PROBLEM REQUIREMENTS:
Produce a verbatim transcription of the records below, beginning at the line containing "Task: Indicate the shirtless" and ending at the final line; include only those lines.

Stored entries:
----------------
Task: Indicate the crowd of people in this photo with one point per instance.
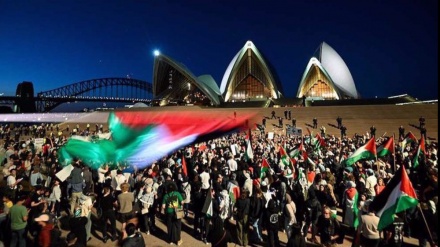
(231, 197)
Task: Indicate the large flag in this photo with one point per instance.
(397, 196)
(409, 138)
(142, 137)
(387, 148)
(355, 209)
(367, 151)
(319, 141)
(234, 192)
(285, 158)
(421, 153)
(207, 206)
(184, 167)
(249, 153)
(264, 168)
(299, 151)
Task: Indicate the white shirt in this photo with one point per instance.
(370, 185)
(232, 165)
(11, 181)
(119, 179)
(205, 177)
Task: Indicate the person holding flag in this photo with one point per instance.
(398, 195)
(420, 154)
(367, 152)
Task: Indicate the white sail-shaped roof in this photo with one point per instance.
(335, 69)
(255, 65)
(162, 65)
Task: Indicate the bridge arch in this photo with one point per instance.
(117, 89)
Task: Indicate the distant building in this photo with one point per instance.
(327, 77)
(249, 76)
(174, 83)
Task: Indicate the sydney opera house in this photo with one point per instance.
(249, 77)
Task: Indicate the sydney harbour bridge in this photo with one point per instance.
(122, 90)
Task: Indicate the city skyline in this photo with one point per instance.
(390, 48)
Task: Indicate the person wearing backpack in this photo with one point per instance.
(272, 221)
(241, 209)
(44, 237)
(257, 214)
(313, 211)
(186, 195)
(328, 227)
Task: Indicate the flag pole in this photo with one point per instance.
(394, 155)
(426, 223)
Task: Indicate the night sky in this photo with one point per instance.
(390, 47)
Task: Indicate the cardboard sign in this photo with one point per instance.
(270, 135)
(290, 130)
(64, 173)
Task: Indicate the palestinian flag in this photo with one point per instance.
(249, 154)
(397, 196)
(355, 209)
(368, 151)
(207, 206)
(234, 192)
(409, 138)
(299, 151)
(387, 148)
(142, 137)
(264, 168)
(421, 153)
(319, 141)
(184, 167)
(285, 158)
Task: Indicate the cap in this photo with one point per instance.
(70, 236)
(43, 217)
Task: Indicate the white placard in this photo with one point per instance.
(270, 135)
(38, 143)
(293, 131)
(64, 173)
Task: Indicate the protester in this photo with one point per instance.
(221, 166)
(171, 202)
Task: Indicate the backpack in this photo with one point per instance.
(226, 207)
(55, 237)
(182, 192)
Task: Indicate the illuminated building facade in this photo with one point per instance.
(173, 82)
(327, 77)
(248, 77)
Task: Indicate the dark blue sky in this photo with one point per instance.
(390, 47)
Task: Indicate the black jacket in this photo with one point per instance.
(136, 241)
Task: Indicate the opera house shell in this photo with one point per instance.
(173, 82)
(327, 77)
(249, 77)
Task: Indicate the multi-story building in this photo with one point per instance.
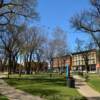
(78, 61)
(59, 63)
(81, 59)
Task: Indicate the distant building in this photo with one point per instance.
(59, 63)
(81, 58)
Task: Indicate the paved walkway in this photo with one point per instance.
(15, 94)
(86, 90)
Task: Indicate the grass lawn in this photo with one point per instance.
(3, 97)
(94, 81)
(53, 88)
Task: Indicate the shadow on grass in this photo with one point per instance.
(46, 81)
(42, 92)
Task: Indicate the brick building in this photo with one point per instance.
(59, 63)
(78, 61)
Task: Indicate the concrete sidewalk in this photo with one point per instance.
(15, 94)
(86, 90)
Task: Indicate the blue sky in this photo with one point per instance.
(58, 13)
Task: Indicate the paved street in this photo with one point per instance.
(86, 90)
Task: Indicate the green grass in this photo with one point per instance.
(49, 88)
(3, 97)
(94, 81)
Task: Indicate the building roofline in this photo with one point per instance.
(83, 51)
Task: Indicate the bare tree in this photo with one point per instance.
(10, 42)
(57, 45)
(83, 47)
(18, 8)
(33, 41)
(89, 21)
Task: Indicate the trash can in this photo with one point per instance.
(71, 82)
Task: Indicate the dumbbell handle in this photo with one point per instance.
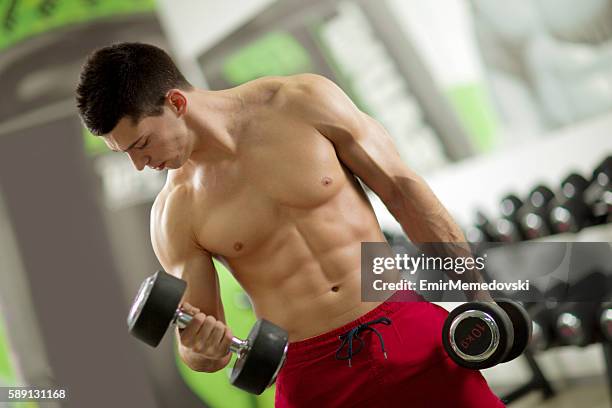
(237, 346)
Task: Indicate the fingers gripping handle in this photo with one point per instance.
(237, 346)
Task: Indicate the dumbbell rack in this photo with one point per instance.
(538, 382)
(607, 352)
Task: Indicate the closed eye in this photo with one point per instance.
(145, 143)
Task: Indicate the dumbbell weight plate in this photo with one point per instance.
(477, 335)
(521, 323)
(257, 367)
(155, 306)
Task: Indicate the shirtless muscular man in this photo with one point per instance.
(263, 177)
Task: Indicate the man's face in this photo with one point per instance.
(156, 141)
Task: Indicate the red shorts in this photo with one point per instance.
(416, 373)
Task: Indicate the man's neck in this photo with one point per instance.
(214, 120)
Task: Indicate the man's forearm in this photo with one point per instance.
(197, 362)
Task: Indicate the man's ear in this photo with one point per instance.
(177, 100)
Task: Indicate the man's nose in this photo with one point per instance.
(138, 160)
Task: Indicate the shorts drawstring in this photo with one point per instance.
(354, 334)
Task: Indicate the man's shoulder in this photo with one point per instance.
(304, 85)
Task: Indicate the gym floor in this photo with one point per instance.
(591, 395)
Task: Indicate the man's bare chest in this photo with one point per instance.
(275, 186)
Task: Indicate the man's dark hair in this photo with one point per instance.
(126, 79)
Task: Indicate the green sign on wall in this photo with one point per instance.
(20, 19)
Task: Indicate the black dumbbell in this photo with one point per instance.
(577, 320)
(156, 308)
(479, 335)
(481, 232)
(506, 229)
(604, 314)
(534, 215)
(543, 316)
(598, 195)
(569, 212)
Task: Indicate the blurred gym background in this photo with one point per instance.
----------------
FULL OUTPUT:
Task: Indicate the shirtless muscular man in this photo with one point per instance.
(263, 177)
Task: Indicate the man's face in this photo with one point per instance.
(156, 141)
Task: Indicate the red shorts in this photo with one point per instance.
(416, 373)
Task: Indicate the man's neck in this photo with one point per instance.
(214, 120)
Task: Indicate the man's forearm in this photo with one point per instance.
(197, 362)
Task: Indicate the man's ear in this photo with one point per instance.
(177, 100)
Task: Indicate the man's nose in this photo with one point per instance.
(138, 160)
Task: Indicate the shorts drawstring in this photo with one point per instance.
(354, 334)
Task: Indicate the man's shoulder in this photo with one point per instance.
(304, 85)
Task: Indicate the gym floor in this photo with one point per instance.
(591, 395)
Task: Indicate the man's bare chest in this photo with one point per instance.
(275, 186)
Task: Indicate the man's dark hair in this photo with one point per instance.
(126, 79)
Task: Indicate the green sign on wall in this photo with one point per instance.
(20, 19)
Task: Indicate the black dumbbell in this photo with one point per instance.
(577, 320)
(156, 308)
(479, 335)
(481, 232)
(506, 229)
(604, 314)
(534, 215)
(543, 316)
(598, 195)
(569, 212)
Task: Indicate the blurred gym background in this photo with one point per instance.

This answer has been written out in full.